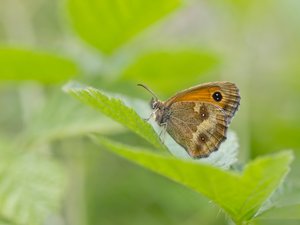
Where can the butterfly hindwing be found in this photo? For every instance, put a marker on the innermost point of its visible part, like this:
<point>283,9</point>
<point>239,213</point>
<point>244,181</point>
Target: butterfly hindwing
<point>197,126</point>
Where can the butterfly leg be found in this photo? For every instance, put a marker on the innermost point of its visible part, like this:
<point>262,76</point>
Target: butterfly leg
<point>162,134</point>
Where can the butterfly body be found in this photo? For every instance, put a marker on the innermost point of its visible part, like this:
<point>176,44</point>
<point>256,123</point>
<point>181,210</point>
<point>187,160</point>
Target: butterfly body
<point>197,118</point>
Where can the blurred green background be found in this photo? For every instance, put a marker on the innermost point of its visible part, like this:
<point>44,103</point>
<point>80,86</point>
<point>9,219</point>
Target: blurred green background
<point>50,173</point>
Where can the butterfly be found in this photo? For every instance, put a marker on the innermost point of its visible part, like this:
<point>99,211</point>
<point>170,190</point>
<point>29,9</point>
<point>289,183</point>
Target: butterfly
<point>197,118</point>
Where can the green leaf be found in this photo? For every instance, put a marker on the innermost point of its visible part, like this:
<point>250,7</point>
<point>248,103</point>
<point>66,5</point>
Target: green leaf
<point>240,195</point>
<point>71,119</point>
<point>31,186</point>
<point>21,64</point>
<point>108,24</point>
<point>290,212</point>
<point>168,71</point>
<point>117,110</point>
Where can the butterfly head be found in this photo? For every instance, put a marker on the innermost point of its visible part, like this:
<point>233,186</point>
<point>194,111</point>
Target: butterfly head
<point>156,104</point>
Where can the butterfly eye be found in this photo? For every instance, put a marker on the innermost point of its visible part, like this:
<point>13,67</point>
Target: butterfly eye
<point>153,103</point>
<point>217,96</point>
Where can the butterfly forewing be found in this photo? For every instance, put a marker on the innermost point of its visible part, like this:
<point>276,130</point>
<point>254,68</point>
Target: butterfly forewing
<point>221,94</point>
<point>197,118</point>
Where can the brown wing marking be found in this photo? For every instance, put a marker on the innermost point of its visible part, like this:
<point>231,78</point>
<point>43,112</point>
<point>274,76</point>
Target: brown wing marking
<point>229,101</point>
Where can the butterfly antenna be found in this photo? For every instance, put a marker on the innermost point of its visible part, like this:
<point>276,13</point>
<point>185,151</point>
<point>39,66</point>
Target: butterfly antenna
<point>149,90</point>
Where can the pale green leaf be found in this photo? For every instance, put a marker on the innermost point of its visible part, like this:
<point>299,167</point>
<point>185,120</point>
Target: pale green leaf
<point>117,110</point>
<point>240,195</point>
<point>108,24</point>
<point>31,186</point>
<point>71,119</point>
<point>291,212</point>
<point>21,64</point>
<point>178,69</point>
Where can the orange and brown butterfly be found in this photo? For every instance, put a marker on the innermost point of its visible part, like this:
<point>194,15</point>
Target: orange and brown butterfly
<point>197,118</point>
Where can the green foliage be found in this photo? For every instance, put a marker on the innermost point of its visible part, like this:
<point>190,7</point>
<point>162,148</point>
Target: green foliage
<point>290,212</point>
<point>42,125</point>
<point>20,65</point>
<point>108,24</point>
<point>240,195</point>
<point>118,111</point>
<point>31,186</point>
<point>171,67</point>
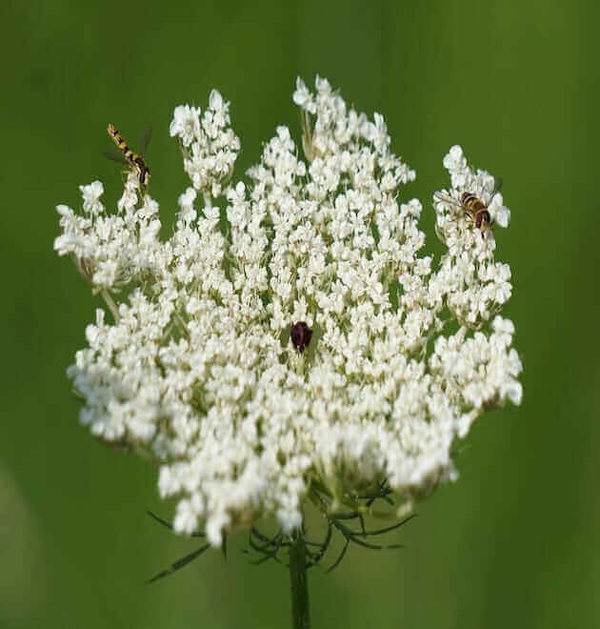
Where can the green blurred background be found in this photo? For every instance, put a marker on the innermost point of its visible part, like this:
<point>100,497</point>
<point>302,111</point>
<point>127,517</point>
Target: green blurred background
<point>516,542</point>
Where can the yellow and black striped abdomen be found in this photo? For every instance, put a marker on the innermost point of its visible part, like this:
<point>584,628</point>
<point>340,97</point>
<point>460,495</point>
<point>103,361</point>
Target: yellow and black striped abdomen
<point>472,203</point>
<point>120,142</point>
<point>137,161</point>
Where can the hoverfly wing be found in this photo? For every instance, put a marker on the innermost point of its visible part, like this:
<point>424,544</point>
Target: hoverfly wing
<point>115,156</point>
<point>443,197</point>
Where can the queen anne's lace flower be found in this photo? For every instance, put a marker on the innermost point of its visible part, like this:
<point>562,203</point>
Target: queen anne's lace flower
<point>289,332</point>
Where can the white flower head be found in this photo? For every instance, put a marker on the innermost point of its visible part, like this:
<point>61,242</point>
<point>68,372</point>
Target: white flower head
<point>289,334</point>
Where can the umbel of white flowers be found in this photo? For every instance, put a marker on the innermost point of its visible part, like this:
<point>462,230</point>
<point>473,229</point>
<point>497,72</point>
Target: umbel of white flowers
<point>289,332</point>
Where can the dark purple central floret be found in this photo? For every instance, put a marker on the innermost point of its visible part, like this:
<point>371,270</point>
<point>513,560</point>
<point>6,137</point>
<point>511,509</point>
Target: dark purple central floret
<point>301,335</point>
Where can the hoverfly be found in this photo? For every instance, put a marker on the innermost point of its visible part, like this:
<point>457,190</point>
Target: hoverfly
<point>127,156</point>
<point>475,208</point>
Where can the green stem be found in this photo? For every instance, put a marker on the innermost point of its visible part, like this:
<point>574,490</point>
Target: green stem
<point>299,583</point>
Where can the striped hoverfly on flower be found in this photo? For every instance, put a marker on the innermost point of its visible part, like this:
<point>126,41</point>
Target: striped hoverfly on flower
<point>473,206</point>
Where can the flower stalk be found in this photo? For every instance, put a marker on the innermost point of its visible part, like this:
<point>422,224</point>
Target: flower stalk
<point>299,582</point>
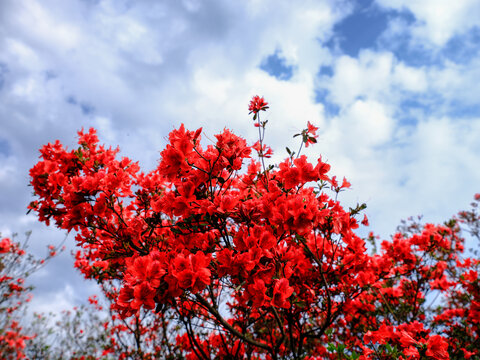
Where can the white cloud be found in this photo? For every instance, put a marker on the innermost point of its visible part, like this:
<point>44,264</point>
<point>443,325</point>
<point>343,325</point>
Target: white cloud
<point>146,68</point>
<point>437,21</point>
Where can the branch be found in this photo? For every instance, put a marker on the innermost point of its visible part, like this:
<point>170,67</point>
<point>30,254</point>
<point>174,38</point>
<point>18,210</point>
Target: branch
<point>229,327</point>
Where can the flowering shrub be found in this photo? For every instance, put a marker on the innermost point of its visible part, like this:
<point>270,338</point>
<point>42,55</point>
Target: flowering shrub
<point>245,260</point>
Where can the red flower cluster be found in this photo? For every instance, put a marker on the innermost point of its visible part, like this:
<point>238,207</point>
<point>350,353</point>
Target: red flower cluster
<point>262,256</point>
<point>257,104</point>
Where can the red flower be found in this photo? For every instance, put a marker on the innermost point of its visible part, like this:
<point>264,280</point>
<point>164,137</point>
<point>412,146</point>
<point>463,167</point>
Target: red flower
<point>437,348</point>
<point>256,104</point>
<point>281,292</point>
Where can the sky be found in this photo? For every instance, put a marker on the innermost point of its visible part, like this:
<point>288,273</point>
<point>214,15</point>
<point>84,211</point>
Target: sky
<point>392,85</point>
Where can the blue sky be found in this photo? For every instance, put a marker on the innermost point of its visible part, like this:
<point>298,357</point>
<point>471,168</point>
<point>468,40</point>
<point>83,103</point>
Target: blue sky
<point>392,85</point>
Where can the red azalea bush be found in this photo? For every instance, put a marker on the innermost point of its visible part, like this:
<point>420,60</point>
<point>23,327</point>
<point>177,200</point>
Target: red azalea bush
<point>243,260</point>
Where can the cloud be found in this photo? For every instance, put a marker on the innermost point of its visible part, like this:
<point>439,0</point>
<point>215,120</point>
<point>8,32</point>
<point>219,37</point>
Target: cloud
<point>437,21</point>
<point>400,132</point>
:::::
[DIRECTION] Copy every one of the lines above word for word, but leave the pictures out.

[RESPONSE TO THE TASK]
Where can the butterfly hindwing be found in this photo? For every instance, put a marker on the innermost point of its visible part, like this:
<point>283,9</point>
<point>239,213</point>
<point>244,181</point>
Target: butterfly hindwing
<point>197,126</point>
Where can the butterfly leg be found in this photo? For every instance, put a marker on the innermost point of its visible part, like this:
<point>262,76</point>
Target: butterfly leg
<point>162,134</point>
Where can the butterfly body be found in this photo? For every instance, put a marker on the innermost point of its visible part, like this:
<point>176,44</point>
<point>256,123</point>
<point>181,210</point>
<point>187,160</point>
Target: butterfly body
<point>197,118</point>
Where can the blurred green background be found in this photo? For every instance, put a marker on the innermost point of its visible part, like this:
<point>44,103</point>
<point>80,86</point>
<point>9,219</point>
Target: blurred green background
<point>50,173</point>
Where can the butterfly be found in this photo? For every instance, put a marker on the innermost point of its visible part, like this:
<point>99,211</point>
<point>170,190</point>
<point>29,9</point>
<point>289,183</point>
Target: butterfly
<point>197,118</point>
Where can the green leaf be found in this photo? For every instance, put a marker on the innermost point of its visible part, like this:
<point>250,7</point>
<point>248,103</point>
<point>66,5</point>
Target: green leaf
<point>240,195</point>
<point>71,119</point>
<point>31,186</point>
<point>21,64</point>
<point>108,24</point>
<point>290,212</point>
<point>168,71</point>
<point>117,110</point>
Where can the butterfly head be found in this photo? For every instance, put a marker on the innermost point of its visible part, like this:
<point>233,186</point>
<point>194,111</point>
Target: butterfly head
<point>156,104</point>
Where can the butterfly eye be found in this photo? For every instance, put a marker on the innermost point of its visible part, like this:
<point>13,67</point>
Target: butterfly eye
<point>153,103</point>
<point>217,96</point>
Where can the butterfly forewing be found in this photo? For every instance, put a marker on the innermost point of its visible part, like this:
<point>276,130</point>
<point>254,68</point>
Target: butterfly forewing
<point>221,94</point>
<point>197,118</point>
Where can the brown wing marking be found in this photo? For every instance, put a marker on the innermost point of its visible part, like this:
<point>231,78</point>
<point>43,112</point>
<point>274,76</point>
Target: brown wing marking
<point>229,101</point>
Where can the butterfly antenna be found in this photo? For every instance, put a marker on the innermost point of its visible part, like this:
<point>276,13</point>
<point>185,151</point>
<point>39,66</point>
Target: butterfly antenna
<point>149,90</point>
Where can the pale green leaf be found in this photo? For every instance, put a marker on the innermost point of its visible part, like this:
<point>299,167</point>
<point>185,120</point>
Target: pale green leaf
<point>117,110</point>
<point>240,195</point>
<point>108,24</point>
<point>31,186</point>
<point>71,119</point>
<point>291,212</point>
<point>21,64</point>
<point>178,69</point>
Where can the orange and brown butterfly be found in this photo? For every instance, put a marker on the innermost point of its visible part, like this:
<point>194,15</point>
Target: orange and brown butterfly
<point>197,118</point>
Where can the green foliage be found in this photo? For every instance, put a marker on the innermost point of its visible part, like this:
<point>190,7</point>
<point>162,148</point>
Target: green foliage
<point>290,212</point>
<point>42,125</point>
<point>20,65</point>
<point>108,24</point>
<point>240,195</point>
<point>118,111</point>
<point>31,186</point>
<point>171,67</point>
Where can the green blurred background be found in this photo? For every instance, put a marker on the innermost point of its visible part, like this:
<point>100,497</point>
<point>302,111</point>
<point>127,517</point>
Target: green blurred background
<point>516,542</point>
Where can the yellow and black striped abdomen be found in this photo? For every instance, put a marker on the innermost point of its visible part, like this:
<point>584,628</point>
<point>340,97</point>
<point>460,495</point>
<point>103,361</point>
Target: yellow and black striped abdomen
<point>472,203</point>
<point>120,142</point>
<point>137,161</point>
Where can the hoverfly wing be found in this photo? For every instance, put a marker on the innermost point of its visible part, like this:
<point>424,544</point>
Target: hoverfly wing
<point>115,156</point>
<point>443,197</point>
Where can the queen anne's lace flower be found in this photo? For every instance, put a marker on the innermost point of its visible part, like this:
<point>562,203</point>
Target: queen anne's lace flower
<point>289,332</point>
Where can the white flower head be found in this photo? For every instance, put a marker on the innermost point of its visible part, like this:
<point>61,242</point>
<point>68,372</point>
Target: white flower head
<point>289,334</point>
Where can the umbel of white flowers be found in this photo? For every instance, put a marker on the innermost point of its visible part, like this:
<point>462,230</point>
<point>473,229</point>
<point>497,72</point>
Target: umbel of white flowers
<point>289,332</point>
Where can the dark purple central floret be found in this photo? For every instance, put a marker on the innermost point of its visible part, like this:
<point>371,270</point>
<point>513,560</point>
<point>6,137</point>
<point>511,509</point>
Target: dark purple central floret
<point>301,335</point>
Where can the hoverfly be found in this photo? For every instance, put a marker on the innermost point of its visible part, like this:
<point>457,190</point>
Target: hoverfly
<point>127,156</point>
<point>475,208</point>
Where can the green stem be found in this photo? For every instance, put a marker on the innermost point of its visible part, like this:
<point>574,490</point>
Target: green stem
<point>299,583</point>
Where can the striped hoverfly on flower be found in this photo? For every instance, put a marker on the innermost point of its visible part, like this:
<point>126,41</point>
Target: striped hoverfly on flower
<point>473,206</point>
Where can the flower stalk be found in this photo? For every instance, put a marker on the innermost point of its visible part, like this:
<point>422,224</point>
Target: flower stalk
<point>299,582</point>
Where can the white cloud be found in this photo? For every instance, put a marker on the innermost point of its visible part, like this:
<point>44,264</point>
<point>443,325</point>
<point>343,325</point>
Target: white cloud
<point>146,68</point>
<point>437,21</point>
Where can the branch be found in this photo? For every instance, put a marker on the innermost point of its visible part, like this:
<point>170,67</point>
<point>30,254</point>
<point>174,38</point>
<point>18,210</point>
Target: branch
<point>229,327</point>
Where can the flowering shrub be found in this photo? For every instance, put a marker on the innermost point of its visible part, like this:
<point>270,338</point>
<point>42,55</point>
Target: flowering shrub
<point>245,260</point>
Where can the red flower cluster be found in this photo? For every instance, put a marker on the innermost point of its visible part, like this:
<point>238,207</point>
<point>350,353</point>
Target: red flower cluster
<point>262,256</point>
<point>257,104</point>
Where can the red flower be found in this photo? For every instance, put a marker on the innermost point of its visible part, like this:
<point>264,280</point>
<point>164,137</point>
<point>412,146</point>
<point>463,167</point>
Target: red flower
<point>437,348</point>
<point>256,104</point>
<point>281,292</point>
Where can the sky be found in this photo? For every instance, put a marker on the innermost point of its visible part, like this:
<point>288,273</point>
<point>214,15</point>
<point>84,211</point>
Target: sky
<point>392,85</point>
Where can the blue sky be found in this photo? For every instance, put a marker on the innermost point of its visible part, like this:
<point>298,357</point>
<point>471,168</point>
<point>468,40</point>
<point>83,103</point>
Target: blue sky
<point>392,85</point>
Where can the red azalea bush be found in this photo? For every instance, put a marker on the innermost point of its visible part, like this:
<point>420,60</point>
<point>23,327</point>
<point>177,200</point>
Target: red azalea bush
<point>243,260</point>
Where can the cloud be found in this photo? For every instance, put a marker on the innermost point of its visible part, like this:
<point>439,0</point>
<point>215,120</point>
<point>8,32</point>
<point>219,37</point>
Target: cloud
<point>437,21</point>
<point>400,132</point>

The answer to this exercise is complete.